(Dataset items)
* START *

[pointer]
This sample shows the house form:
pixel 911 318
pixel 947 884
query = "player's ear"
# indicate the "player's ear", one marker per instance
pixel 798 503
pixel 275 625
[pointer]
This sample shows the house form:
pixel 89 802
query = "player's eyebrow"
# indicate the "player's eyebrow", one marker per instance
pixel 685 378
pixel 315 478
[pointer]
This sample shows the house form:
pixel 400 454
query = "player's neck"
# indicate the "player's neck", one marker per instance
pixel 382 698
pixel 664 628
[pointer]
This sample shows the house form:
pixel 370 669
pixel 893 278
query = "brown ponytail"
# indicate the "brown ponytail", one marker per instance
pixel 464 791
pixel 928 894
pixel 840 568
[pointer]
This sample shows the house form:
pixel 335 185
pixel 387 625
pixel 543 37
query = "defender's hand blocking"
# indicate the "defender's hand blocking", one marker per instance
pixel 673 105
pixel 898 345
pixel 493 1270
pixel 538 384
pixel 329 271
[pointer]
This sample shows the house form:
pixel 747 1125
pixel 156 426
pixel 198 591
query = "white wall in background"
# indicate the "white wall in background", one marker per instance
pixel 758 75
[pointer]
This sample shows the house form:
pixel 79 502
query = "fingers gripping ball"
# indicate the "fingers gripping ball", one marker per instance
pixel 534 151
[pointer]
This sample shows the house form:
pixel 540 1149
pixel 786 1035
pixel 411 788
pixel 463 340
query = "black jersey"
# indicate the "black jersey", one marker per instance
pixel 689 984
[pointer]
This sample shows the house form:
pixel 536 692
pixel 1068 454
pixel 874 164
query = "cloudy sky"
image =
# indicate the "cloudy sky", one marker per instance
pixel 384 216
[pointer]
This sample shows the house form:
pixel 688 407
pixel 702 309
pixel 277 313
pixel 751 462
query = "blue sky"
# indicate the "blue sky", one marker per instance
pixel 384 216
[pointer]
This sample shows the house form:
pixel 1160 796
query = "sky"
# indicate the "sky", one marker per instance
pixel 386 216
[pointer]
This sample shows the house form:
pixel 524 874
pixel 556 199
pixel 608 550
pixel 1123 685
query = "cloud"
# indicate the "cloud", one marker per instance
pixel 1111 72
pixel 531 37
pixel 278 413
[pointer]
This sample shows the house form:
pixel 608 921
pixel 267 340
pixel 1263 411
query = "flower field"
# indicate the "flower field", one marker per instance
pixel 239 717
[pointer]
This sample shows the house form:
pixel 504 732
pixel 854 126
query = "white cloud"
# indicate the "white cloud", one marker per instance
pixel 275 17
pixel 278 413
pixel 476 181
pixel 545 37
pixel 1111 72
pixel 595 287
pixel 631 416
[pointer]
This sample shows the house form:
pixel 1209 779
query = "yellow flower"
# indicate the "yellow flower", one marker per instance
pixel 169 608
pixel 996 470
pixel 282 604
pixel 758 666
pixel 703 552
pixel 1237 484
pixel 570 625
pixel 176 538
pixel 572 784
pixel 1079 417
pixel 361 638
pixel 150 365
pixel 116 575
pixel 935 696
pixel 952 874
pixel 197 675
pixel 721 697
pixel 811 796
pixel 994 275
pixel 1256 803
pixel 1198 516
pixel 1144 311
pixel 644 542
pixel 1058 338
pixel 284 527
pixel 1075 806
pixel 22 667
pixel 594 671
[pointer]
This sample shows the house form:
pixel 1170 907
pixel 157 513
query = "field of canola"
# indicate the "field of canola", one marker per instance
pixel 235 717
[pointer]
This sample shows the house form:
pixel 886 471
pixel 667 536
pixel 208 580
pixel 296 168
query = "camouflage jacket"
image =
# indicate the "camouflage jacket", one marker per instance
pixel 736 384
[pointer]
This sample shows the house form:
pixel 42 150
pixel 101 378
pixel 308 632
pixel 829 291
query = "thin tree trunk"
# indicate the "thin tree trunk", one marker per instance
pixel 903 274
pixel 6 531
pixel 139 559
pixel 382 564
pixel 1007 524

* END *

■ **Task directions**: Count the lines in the entries above that contain the string "cloudy", matching case exactly. Reply with the number alone.

■ **Full response**: 2